-- TASK TO COMPLETE --
Without the pictures, copy the entries below word for word.

▼

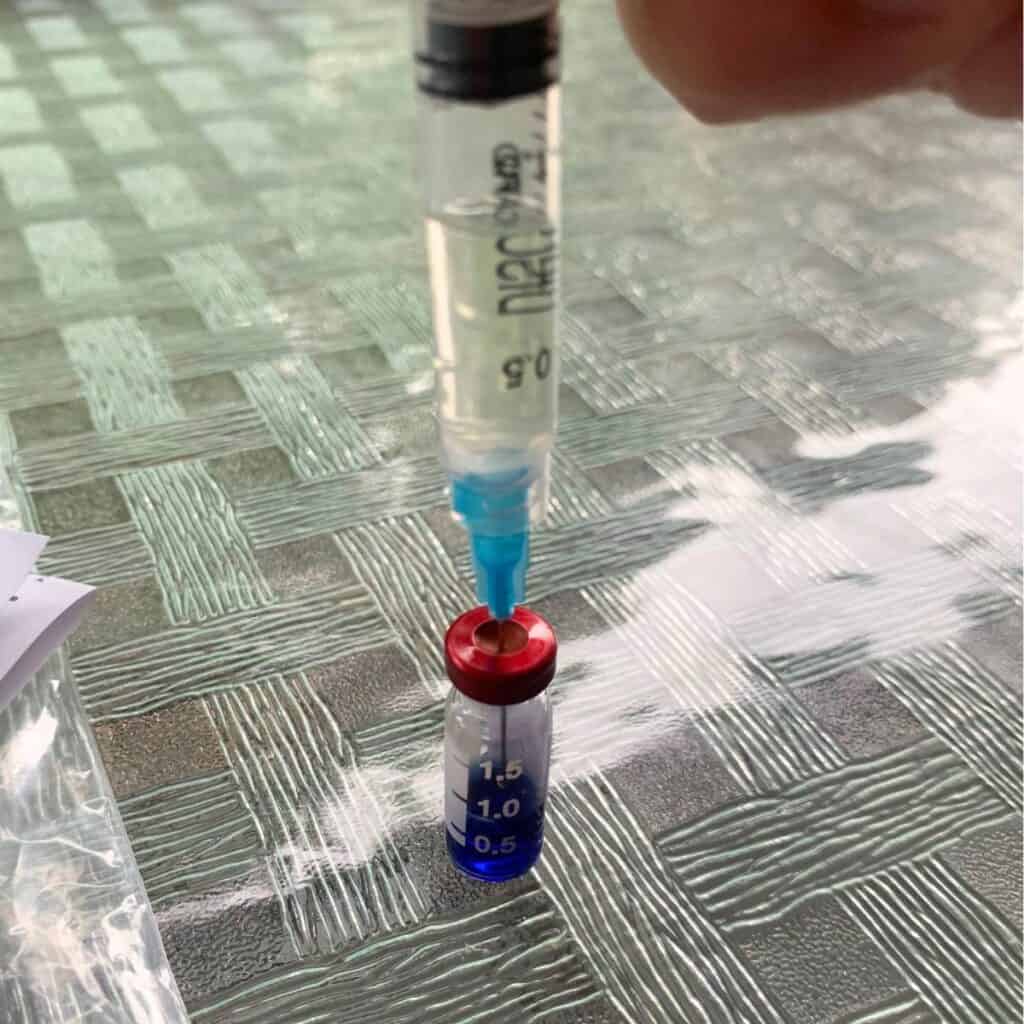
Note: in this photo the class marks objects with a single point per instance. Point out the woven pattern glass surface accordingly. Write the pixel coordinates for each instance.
(782, 555)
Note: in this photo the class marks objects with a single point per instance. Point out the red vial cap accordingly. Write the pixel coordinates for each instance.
(500, 663)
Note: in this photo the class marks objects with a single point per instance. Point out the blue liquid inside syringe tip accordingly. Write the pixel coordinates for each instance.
(496, 511)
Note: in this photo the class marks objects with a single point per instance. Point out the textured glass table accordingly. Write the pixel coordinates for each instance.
(783, 552)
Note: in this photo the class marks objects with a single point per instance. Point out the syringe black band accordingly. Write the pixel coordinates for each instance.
(493, 62)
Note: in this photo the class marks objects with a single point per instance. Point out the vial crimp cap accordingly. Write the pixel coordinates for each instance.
(501, 663)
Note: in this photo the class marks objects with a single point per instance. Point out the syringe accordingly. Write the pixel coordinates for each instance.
(487, 78)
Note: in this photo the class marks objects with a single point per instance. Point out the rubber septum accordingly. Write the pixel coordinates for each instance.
(500, 663)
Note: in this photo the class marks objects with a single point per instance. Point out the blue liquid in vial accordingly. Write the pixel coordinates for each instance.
(500, 846)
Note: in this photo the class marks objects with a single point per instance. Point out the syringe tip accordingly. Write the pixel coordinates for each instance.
(500, 564)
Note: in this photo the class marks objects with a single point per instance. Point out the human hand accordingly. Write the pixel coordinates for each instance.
(742, 59)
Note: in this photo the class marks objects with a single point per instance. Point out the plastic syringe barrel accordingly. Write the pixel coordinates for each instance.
(487, 73)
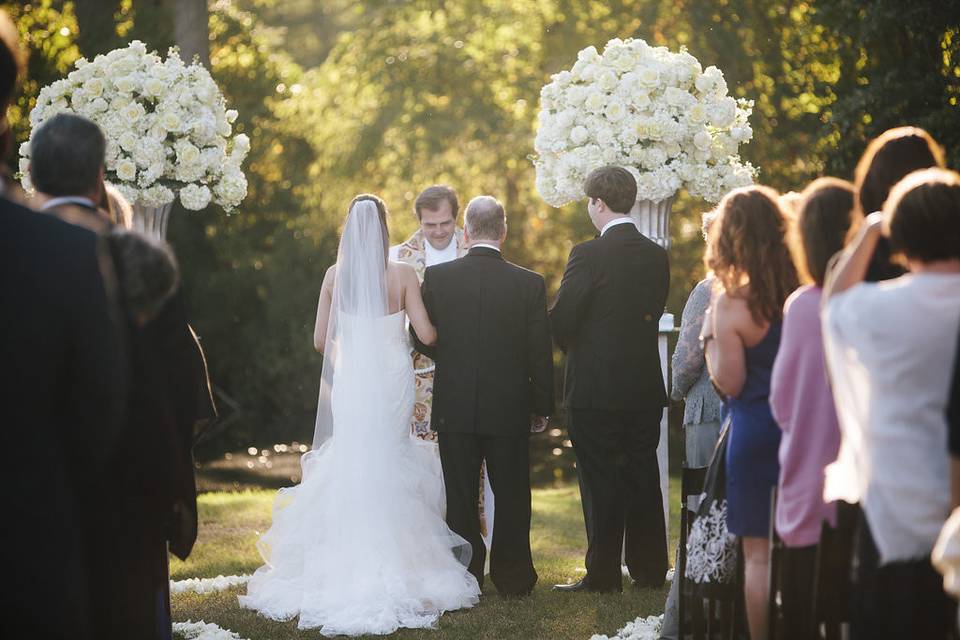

▲

-- WRITTEN SOLUTION --
Note: in this photo the class marks objects with a single point per instance. Point out the woven pattern glass surface accordingly. Write the pixel coordinates for each instance.
(782, 555)
Note: in this photo the class marks objects with a single point per instance. Point out the red vial cap accordingly. Write the pixel coordinates for each instance.
(500, 663)
Note: in this photo the class marks objects with a single point per instance. Point out the blue liquid inside syringe tip accordingly. Write the pixel coordinates for each instance.
(496, 511)
Note: in this photo the class marks objects with a single point per instance. Point out the textured glass table accordingly. Write the pixel coordinates for each instance.
(783, 552)
Note: in this photo the class marks objects with a single point per instance. Point out the syringe black band accordingly. Write the pixel coordinates for each instance.
(493, 62)
Note: in this photo the class marks objects with a single point per instance. Point out the vial crimp cap accordingly. Write the pixel coordinates for each instance.
(501, 663)
Note: in this photo the class marks objects with a single point per instance. Point out the syringe accordingly. Write the pixel coordinates for each instance.
(487, 78)
Note: in this photo the class marks objects with a single point per instance. Point out the rubber septum accordingly. Write the pixel coordinates for each instance.
(500, 663)
Note: in this photo the class marks objects with a single point per instance. Point out the blue liquid in vial accordingly. Write the pixel coordinates for each instance.
(500, 846)
Note: in this photo the class marks objects with a single point per instance. Point out the syringe tip accordingly. Write the pixel coordinates for each instance.
(500, 564)
Note: in this photo the class marks objects with a single point per instance. Point out the human hand accordingly. Write the pixel coordinates for each instance.
(742, 59)
Note: in this photo the class marks objects with a single point per instance. Point out the plastic syringe barrel accordingly. Write the pixel coordinates for each instance.
(487, 73)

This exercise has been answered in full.